-- RECORDS SHOWN --
◆ ◆ ◆ ◆ ◆

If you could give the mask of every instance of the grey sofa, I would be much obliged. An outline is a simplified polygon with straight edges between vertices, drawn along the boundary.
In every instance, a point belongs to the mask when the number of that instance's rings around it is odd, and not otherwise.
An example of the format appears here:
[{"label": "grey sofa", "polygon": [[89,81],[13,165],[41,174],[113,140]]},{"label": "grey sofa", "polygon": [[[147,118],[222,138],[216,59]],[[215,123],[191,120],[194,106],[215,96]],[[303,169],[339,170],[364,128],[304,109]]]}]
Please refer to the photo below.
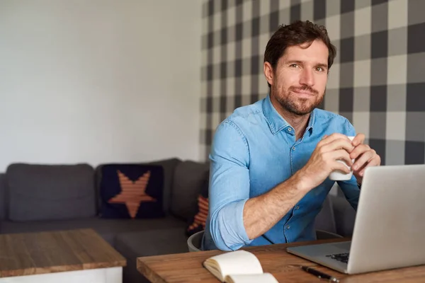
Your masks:
[{"label": "grey sofa", "polygon": [[[209,168],[178,158],[144,164],[164,168],[164,217],[101,218],[98,187],[103,165],[11,164],[0,174],[0,233],[92,228],[127,259],[124,282],[148,282],[137,272],[136,258],[188,251],[186,229]],[[329,195],[316,227],[350,236],[354,218],[344,198]]]}]

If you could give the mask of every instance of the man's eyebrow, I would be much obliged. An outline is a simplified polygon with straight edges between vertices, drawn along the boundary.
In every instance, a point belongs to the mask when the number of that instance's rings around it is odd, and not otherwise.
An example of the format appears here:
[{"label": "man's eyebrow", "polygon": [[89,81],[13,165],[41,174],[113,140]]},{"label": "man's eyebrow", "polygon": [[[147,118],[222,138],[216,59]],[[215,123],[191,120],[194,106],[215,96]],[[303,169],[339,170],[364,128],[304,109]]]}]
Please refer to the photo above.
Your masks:
[{"label": "man's eyebrow", "polygon": [[327,69],[327,64],[325,63],[319,63],[316,65],[317,67],[321,67],[324,69]]}]

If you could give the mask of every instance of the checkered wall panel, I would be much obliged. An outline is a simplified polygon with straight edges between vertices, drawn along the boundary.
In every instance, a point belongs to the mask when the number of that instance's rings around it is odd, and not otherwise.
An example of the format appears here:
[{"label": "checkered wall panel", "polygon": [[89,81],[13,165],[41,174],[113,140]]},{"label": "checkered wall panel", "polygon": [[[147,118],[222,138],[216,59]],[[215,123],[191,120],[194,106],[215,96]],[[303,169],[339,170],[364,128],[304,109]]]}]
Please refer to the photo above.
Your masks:
[{"label": "checkered wall panel", "polygon": [[265,97],[266,45],[280,24],[324,25],[337,55],[325,110],[346,117],[382,164],[425,163],[425,1],[208,0],[203,4],[200,145],[237,107]]}]

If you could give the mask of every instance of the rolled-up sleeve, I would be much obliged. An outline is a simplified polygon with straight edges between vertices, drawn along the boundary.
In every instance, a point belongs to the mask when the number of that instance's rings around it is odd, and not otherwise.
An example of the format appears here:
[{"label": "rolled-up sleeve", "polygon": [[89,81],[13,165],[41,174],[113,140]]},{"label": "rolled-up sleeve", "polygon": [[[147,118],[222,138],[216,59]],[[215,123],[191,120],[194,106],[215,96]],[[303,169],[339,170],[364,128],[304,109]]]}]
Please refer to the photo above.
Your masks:
[{"label": "rolled-up sleeve", "polygon": [[222,250],[249,244],[244,226],[244,206],[249,198],[249,149],[240,129],[231,120],[217,128],[212,141],[209,214],[212,240]]}]

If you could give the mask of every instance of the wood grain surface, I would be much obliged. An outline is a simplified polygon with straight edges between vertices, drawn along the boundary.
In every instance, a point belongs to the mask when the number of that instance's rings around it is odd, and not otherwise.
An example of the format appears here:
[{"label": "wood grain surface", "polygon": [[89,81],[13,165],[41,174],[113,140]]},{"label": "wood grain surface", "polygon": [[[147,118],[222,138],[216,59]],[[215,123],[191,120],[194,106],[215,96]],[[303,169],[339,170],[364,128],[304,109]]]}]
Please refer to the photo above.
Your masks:
[{"label": "wood grain surface", "polygon": [[0,235],[0,277],[125,265],[92,229]]},{"label": "wood grain surface", "polygon": [[[286,252],[289,246],[344,241],[349,239],[320,240],[290,244],[276,244],[244,248],[259,260],[264,272],[271,273],[279,282],[323,282],[326,280],[307,273],[291,265],[303,265],[330,274],[343,282],[424,282],[425,265],[400,268],[376,272],[347,275],[317,265]],[[223,253],[208,250],[196,253],[141,257],[137,258],[137,270],[154,283],[205,282],[217,283],[217,279],[205,269],[202,262],[207,258]]]}]

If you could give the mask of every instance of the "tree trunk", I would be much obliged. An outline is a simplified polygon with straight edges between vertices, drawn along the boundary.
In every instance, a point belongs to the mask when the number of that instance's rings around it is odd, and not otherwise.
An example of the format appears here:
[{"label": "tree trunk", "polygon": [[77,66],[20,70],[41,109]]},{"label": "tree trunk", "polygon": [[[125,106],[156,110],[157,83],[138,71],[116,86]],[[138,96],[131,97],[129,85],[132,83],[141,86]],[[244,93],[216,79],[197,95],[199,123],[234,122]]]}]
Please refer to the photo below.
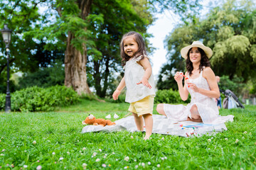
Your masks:
[{"label": "tree trunk", "polygon": [[[86,19],[89,15],[92,0],[78,0],[77,3],[81,10],[81,18]],[[91,94],[87,82],[86,45],[83,45],[84,51],[81,53],[72,45],[71,41],[73,38],[74,35],[69,32],[67,48],[65,52],[65,85],[72,86],[78,94]]]}]

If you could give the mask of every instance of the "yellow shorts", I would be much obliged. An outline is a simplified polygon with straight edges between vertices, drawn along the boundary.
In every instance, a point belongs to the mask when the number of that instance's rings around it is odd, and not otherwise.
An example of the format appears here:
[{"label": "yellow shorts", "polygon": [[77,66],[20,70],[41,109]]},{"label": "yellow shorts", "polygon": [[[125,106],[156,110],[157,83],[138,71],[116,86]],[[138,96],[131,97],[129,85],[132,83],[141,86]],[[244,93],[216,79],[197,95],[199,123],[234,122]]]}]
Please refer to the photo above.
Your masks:
[{"label": "yellow shorts", "polygon": [[154,97],[149,96],[140,101],[130,103],[128,110],[137,113],[138,116],[144,114],[153,114]]}]

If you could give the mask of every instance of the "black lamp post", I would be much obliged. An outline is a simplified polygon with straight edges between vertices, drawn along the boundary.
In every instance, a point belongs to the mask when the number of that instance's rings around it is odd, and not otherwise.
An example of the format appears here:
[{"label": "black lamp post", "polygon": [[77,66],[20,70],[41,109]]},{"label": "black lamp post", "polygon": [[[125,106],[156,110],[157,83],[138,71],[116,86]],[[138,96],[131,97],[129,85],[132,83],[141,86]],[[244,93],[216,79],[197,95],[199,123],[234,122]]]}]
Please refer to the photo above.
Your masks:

◆ ◆ ◆ ◆ ◆

-- EXERCISE --
Transcribe the records verbatim and omit the images.

-- RIGHT ANSWER --
If you could give the mask of every instance of the grey sofa, I would be much obliged. An outline is a simplified polygon with straight edges between vertices, drawn along the boundary.
In every instance, a point belongs to the mask when the number of that instance's rings around it is odd, and not otherwise.
An example of the format appears here:
[{"label": "grey sofa", "polygon": [[89,81],[13,165],[41,174],[113,140]]},{"label": "grey sofa", "polygon": [[[147,118],[222,138],[216,59]],[[215,123],[191,120],[194,106],[215,96]],[[303,169],[339,170],[364,128],[304,109]]]}]
Please refer to the photo below.
Your masks:
[{"label": "grey sofa", "polygon": [[[209,168],[178,158],[144,164],[164,168],[164,217],[101,218],[98,187],[103,165],[11,164],[0,174],[0,233],[92,228],[127,259],[124,282],[148,282],[137,272],[136,258],[188,251],[186,229]],[[329,195],[316,227],[350,236],[354,218],[344,198]]]}]

If you could give the mask of every instance of the man's eyebrow, I would be much obliged. An outline is a simplified polygon with straight edges between vertices, drawn along the boundary.
In every instance, a point belongs to the mask when the number of that instance's rings around it is odd, and not otherwise.
An example of the format appears here:
[{"label": "man's eyebrow", "polygon": [[89,81],[13,165],[41,174],[113,140]]},{"label": "man's eyebrow", "polygon": [[[147,118],[222,138],[216,59]],[[215,123],[191,120],[194,106],[215,96]],[[303,169],[339,170],[364,128],[304,109]]]}]
Please refer to the photo above.
Your masks:
[{"label": "man's eyebrow", "polygon": [[327,69],[327,64],[325,63],[319,63],[316,65],[317,67],[321,67],[324,69]]}]

If you could give the mask of every instance of the checkered wall panel, I would be much obliged. An outline is a simplified polygon with straight edges between vertices, drawn along the boundary.
In every instance, a point belongs to the mask when the number of that instance's rings around it is odd, and not otherwise.
An example of the format appears here:
[{"label": "checkered wall panel", "polygon": [[89,81],[13,165],[41,174],[113,140]]},{"label": "checkered wall panel", "polygon": [[[147,118],[222,138],[216,59]],[[215,123],[191,120],[194,106],[215,96]],[[303,169],[339,170],[364,128],[304,109]]]}]
Please refer to the photo above.
Your masks:
[{"label": "checkered wall panel", "polygon": [[265,97],[266,45],[280,24],[324,25],[337,55],[325,110],[346,117],[382,164],[425,163],[425,1],[208,0],[203,4],[200,145],[237,107]]}]

If you could give the mask of every instance of the rolled-up sleeve, I would be much obliged. An outline is a simplified polygon with straight edges between vertices, drawn along the boundary.
In every instance, a point belongs to the mask when the number of that instance's rings around it is odd, and not otherwise.
An example of the format appears here:
[{"label": "rolled-up sleeve", "polygon": [[89,81],[13,165],[41,174],[113,140]]},{"label": "rolled-up sleeve", "polygon": [[[147,118],[222,138],[216,59]],[[215,123],[191,120],[194,106],[215,96]],[[303,169],[339,170],[364,128],[304,109]]]}]
Please refer to the photo above.
Your masks:
[{"label": "rolled-up sleeve", "polygon": [[222,250],[249,244],[244,226],[244,206],[249,198],[249,149],[240,129],[231,120],[217,128],[212,141],[209,214],[212,240]]}]

If you could give the mask of every instance of the wood grain surface, I would be much obliged. An outline is a simplified polygon with straight edges between vertices, drawn along the boundary.
In every instance, a point belongs to the mask when the number of that instance's rings around it is odd, and not otherwise.
An example of the format appears here:
[{"label": "wood grain surface", "polygon": [[89,81],[13,165],[41,174],[113,140]]},{"label": "wood grain surface", "polygon": [[[147,118],[222,138],[216,59]],[[215,123],[191,120],[194,106],[215,96]],[[303,169],[339,170],[364,128],[304,109]]]}]
Please refer to the photo above.
Your masks:
[{"label": "wood grain surface", "polygon": [[0,235],[0,277],[125,265],[92,229]]},{"label": "wood grain surface", "polygon": [[[286,252],[289,246],[344,241],[349,239],[320,240],[290,244],[276,244],[244,248],[259,260],[264,272],[271,273],[279,282],[323,282],[326,280],[307,273],[291,265],[303,265],[330,274],[343,282],[424,282],[425,265],[400,268],[376,272],[347,275],[317,265]],[[223,253],[208,250],[196,253],[141,257],[137,258],[137,270],[154,283],[205,282],[217,283],[217,279],[205,269],[202,262],[207,258]]]}]

If you could give the mask of every instance of the "tree trunk", I would be much obliged. An outline is a simplified polygon with straight edges between vertices, drawn along the boundary.
In every instance, a point belongs to the mask when the number of that instance's rings around it is odd, and not otherwise.
An example of the format appears here:
[{"label": "tree trunk", "polygon": [[77,66],[20,70],[41,109]]},{"label": "tree trunk", "polygon": [[[125,106],[156,110],[157,83],[138,71],[116,86]],[[138,96],[131,97],[129,85],[132,83],[141,86]],[[244,93],[216,79],[197,95],[199,123],[234,122]]]}]
Please refer to the photo below.
Your masks:
[{"label": "tree trunk", "polygon": [[[86,19],[89,15],[92,0],[78,0],[77,3],[81,10],[81,18]],[[91,94],[87,82],[86,45],[83,45],[84,51],[81,53],[72,45],[71,41],[73,38],[74,35],[69,32],[67,48],[65,52],[65,85],[72,86],[78,94]]]}]

If you could give the mask of every instance of the "yellow shorts", I would be much obliged. An outline is a simplified polygon with straight edges between vertices, drawn along the boundary.
In every instance, a point belongs to the mask when the number of that instance's rings around it is odd, and not otherwise.
An example of the format appears here:
[{"label": "yellow shorts", "polygon": [[77,66],[20,70],[41,109]]},{"label": "yellow shorts", "polygon": [[[125,106],[156,110],[157,83],[138,71],[116,86]],[[138,96],[131,97],[129,85],[132,83],[141,86]],[[244,93],[216,79],[197,95],[199,123],[234,122]]]}]
Please refer to the photo above.
Your masks:
[{"label": "yellow shorts", "polygon": [[154,97],[149,96],[140,101],[130,103],[128,110],[137,113],[138,116],[144,114],[153,114]]}]

If you could give the mask of every instance of the "black lamp post", I would be much obliged. An outline is a simplified polygon with straight edges between vertices, drawn along the boundary.
In every instance, a point belongs to the mask when the number of that instance's rings around it is odd, and not otherwise.
An example of the format appears here:
[{"label": "black lamp post", "polygon": [[77,66],[20,70],[41,109]]},{"label": "black lamp post", "polygon": [[[125,106],[156,110],[157,83],[138,71],[116,86]],[[138,96],[131,97],[129,85],[132,83],[141,86]],[[244,93],[216,79],[197,95],[199,123],[234,122]]]}]
Please refer to the photo above.
Your masks:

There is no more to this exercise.